(Requirements):
Give the lines below as a Markdown table with columns "Row" and "Text", numbering each row and leaving out blank lines. Begin at the line that has "Mark one point per instance of the chrysanthemum" and stop after the line that has "Target: chrysanthemum petal".

(Entries):
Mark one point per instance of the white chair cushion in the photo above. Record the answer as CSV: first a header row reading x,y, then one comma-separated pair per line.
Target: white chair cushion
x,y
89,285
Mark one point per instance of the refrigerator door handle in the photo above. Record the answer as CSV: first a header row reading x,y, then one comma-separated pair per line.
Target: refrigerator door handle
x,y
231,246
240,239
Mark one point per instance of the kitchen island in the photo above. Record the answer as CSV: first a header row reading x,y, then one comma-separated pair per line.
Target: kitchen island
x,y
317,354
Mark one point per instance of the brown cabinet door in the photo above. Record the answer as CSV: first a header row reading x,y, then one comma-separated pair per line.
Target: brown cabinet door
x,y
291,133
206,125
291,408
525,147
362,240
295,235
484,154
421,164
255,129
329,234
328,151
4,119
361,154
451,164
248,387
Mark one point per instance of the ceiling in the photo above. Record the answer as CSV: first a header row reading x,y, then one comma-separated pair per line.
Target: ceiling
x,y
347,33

--

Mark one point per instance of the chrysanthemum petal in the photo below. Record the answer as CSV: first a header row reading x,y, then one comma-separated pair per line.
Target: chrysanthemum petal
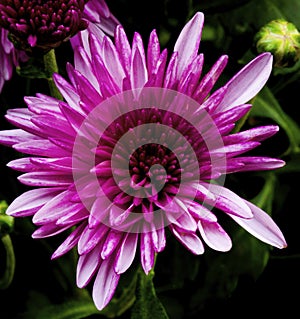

(Response):
| Row | Text |
|---|---|
| 1 | Mark one point per instance of the chrysanthemum petal in the photo below. Record the answer as CSV: first a header row reading x,y, then one comma-separated pair per line. |
| 2 | Target: chrysanthemum petal |